:: Written exercise ::
Reproduce the rows from the line with "trace: paved road" up to and including the final line, requests and all. Shift every coordinate number in the answer outlines up by 87, and leave the requests and their format samples unchanged.
- - - -
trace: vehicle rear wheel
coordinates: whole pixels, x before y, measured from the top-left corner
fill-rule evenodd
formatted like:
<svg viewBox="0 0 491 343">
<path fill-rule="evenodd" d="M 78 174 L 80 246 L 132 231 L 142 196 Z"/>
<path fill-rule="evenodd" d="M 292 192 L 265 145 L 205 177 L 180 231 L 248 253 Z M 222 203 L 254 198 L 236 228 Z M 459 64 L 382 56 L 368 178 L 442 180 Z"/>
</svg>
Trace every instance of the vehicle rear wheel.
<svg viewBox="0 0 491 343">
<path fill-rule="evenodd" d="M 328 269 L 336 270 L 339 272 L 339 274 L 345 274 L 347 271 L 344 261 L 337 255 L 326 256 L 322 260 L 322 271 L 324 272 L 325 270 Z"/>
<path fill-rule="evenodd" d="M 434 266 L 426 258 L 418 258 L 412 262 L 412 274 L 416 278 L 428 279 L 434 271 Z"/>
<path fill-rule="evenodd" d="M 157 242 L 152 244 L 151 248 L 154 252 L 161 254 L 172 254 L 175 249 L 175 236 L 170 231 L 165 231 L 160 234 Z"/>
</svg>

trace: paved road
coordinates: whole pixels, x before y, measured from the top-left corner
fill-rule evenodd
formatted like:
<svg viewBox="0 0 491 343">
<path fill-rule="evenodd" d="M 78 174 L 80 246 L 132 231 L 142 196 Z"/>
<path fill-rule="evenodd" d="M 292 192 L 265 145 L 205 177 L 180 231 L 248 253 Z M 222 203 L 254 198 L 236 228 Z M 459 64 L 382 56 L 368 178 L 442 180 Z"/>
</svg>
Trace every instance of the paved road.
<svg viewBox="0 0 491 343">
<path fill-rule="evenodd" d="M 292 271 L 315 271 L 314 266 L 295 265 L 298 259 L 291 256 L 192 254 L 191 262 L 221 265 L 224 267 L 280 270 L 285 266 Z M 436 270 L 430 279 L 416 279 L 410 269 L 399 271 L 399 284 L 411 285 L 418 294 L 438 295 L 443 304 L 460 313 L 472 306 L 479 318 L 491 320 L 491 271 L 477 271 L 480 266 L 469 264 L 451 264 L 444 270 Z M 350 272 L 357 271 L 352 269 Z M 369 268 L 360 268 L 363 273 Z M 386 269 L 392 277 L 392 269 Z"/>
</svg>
- - - -
:: Solved exercise ::
trace: paved road
coordinates: whole pixels, x before y, measured from the top-left corner
fill-rule evenodd
formatted like:
<svg viewBox="0 0 491 343">
<path fill-rule="evenodd" d="M 78 174 L 80 246 L 132 231 L 142 196 Z"/>
<path fill-rule="evenodd" d="M 292 192 L 265 145 L 205 177 L 180 231 L 248 253 Z M 222 203 L 254 198 L 236 228 Z M 459 64 L 382 56 L 368 178 L 442 180 Z"/>
</svg>
Trace every instance of the paved road.
<svg viewBox="87 87 578 430">
<path fill-rule="evenodd" d="M 379 358 L 402 358 L 401 353 L 382 352 L 385 346 L 378 343 L 279 341 L 278 349 L 308 352 L 311 354 L 367 357 L 372 353 Z M 523 357 L 517 366 L 503 366 L 497 356 L 486 358 L 486 371 L 498 372 L 505 381 L 525 382 L 530 391 L 547 400 L 559 393 L 566 405 L 578 407 L 578 358 L 564 358 L 567 353 L 556 351 L 538 351 L 531 357 Z M 437 359 L 444 358 L 439 356 Z M 456 355 L 447 355 L 450 360 Z M 473 356 L 479 364 L 479 356 Z"/>
</svg>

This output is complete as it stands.